[Opening Data provided section]

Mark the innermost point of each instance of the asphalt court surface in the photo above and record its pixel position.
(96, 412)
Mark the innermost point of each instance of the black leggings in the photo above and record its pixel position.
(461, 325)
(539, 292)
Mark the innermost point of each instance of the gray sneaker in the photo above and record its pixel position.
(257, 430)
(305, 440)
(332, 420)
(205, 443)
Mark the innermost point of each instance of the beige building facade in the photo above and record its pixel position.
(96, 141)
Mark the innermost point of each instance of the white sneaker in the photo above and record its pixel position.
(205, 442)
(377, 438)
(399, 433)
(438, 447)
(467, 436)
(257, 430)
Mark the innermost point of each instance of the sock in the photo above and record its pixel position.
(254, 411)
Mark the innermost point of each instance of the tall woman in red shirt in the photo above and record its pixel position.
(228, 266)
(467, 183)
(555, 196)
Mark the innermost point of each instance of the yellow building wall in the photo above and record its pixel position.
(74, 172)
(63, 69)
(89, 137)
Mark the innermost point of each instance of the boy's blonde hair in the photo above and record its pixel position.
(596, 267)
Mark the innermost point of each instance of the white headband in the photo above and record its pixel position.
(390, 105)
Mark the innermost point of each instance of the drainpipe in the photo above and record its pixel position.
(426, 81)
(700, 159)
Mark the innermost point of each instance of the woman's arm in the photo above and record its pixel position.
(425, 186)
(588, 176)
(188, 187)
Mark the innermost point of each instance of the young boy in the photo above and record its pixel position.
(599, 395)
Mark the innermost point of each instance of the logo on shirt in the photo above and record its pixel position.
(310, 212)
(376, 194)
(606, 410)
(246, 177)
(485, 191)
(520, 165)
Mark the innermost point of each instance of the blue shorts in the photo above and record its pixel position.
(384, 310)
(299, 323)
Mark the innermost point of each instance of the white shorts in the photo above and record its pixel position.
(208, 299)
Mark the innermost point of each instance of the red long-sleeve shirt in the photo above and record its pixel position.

[Closing Data provided section]

▸ The task
Taking the line that contains "Mark the innermost point of each instance of the logo" as the first, reproduce every line through the end of the entries exactly.

▸ Reply to the task
Mark the innermost point of each instance of the logo on shirt in the photo above and record its pixel position.
(310, 212)
(376, 194)
(606, 410)
(246, 177)
(485, 191)
(520, 165)
Mark the innermost point of each instance of the blue shorts in the photo above and record its pixel position.
(384, 310)
(299, 323)
Mark the innermost point of each instance of the white shorts in the photo above and record its pixel position.
(208, 299)
Mark the innermost point of each instance of the red long-sleeve shirt in the photo above and record its pixel position.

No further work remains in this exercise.